— Start Source text —

# Looking for breeder in midwest (WI)



## syl (Jan 15, 2010)

Hi, I thought I'd make a post in this section. I have sent off emails to a number of breeders I found through links on this site and just google searching. I also placed a call with the woman from The German Shepherd Dog Club of Wisconsin and left a voicemail. I do think I want a working line or german showline. I have been warned that nerves in american showlines can be bad. As far as male or female I'm open but leaning towards a female.

If anyone has any recommendations or advice it would be much appreciated.


----------



## MaggieRoseLee (Aug 17, 2001)

We all tend to LOVE the type of GSD we have, so know we are right and our dogs are perfect  

Think the best thing is what you are doing, getting with some good breeders to feel out their breeding programs (what they are breeding for in terms of health/temperment along with followup and responsibilities) and their dogs. 

I know if I were a busy mom with a husband and 3 small kids, PROBABLY there are many GSD's that would be pulled out of my view when I talked to some breeders.

As well as if I were looking for a top notch herding dog and it was my 3rd GSD, I would be able to look at an entirely different pool of dogs.

I like the German working lines cause I like their general build and temperment for agility, and that's my goal with my dogs. Well balanced, dog friendly, non-aggressive dog with drives to work on an agility course. Then I rely on my breeder to pick the puppy(s) in the litter to narrow down the choice with THEIR knowledge on how their puppies grow up to my needs in a dog.


----------



## lhczth (Apr 5, 2000)

I have 4 females and 1 male. I, for the most part, prefer handling and living with females, though I am enjoying my young male. If your goal is to do sports of any sort males can be easier and more reliable. Females sometimes are accused of thinking too much and keeping us on our toes. Maybe that is why I enjoy the females. 

What are your goals for your new dog? How far from SE WI are you willing to go for the right puppy? You might also look into rescues.


----------



## syl (Jan 15, 2010)

Thanks for the replies.

I'm looking for a good companion first. A jogging/hiking buddy second. And I have a lot of spare time and am looking forward to lots of training. Nothing competition.

— End Source text —

**List of tasks**
1. According to the thread, which kind of German Shepherd line was syl warned can have bad nerves?
2. Quote the thread word for word, beginning at the words "We all tend" and stopping after "to some breeders.".

— Start Data excerpt —

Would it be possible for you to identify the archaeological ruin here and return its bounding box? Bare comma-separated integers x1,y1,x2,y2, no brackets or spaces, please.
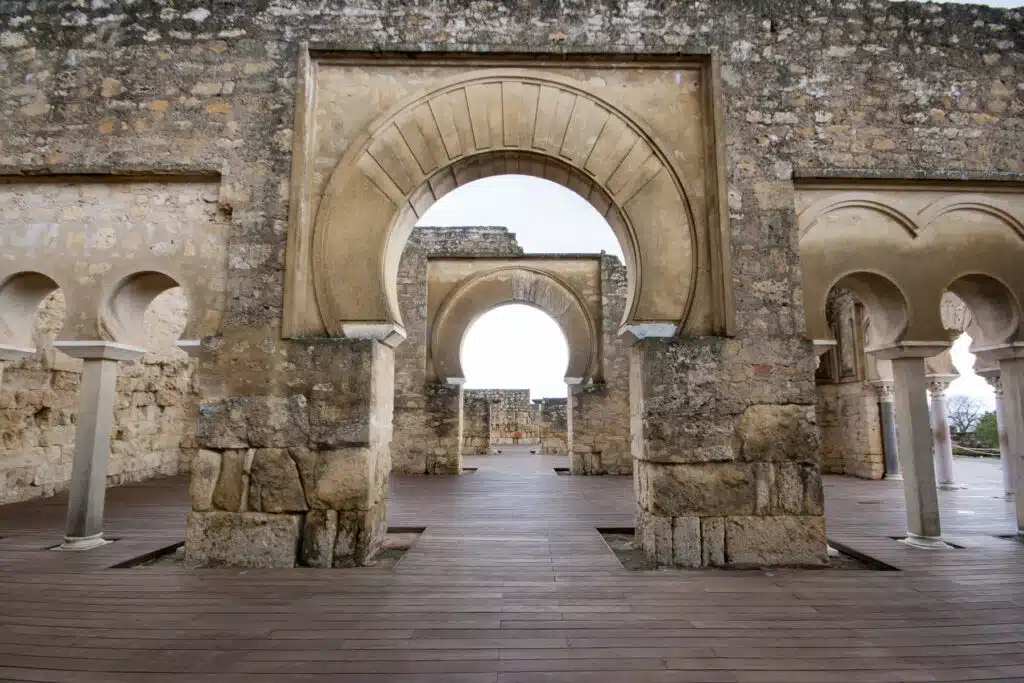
0,0,1024,581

— End Data excerpt —

**Expected results**
1. American showlines.

2.
We all tend to LOVE the type of GSD we have, so know we are right and our dogs are perfect  

Think the best thing is what you are doing, getting with some good breeders to feel out their breeding programs (what they are breeding for in terms of health/temperment along with followup and responsibilities) and their dogs. 

I know if I were a busy mom with a husband and 3 small kids, PROBABLY there are many GSD's that would be pulled out of my view when I talked to some breeders.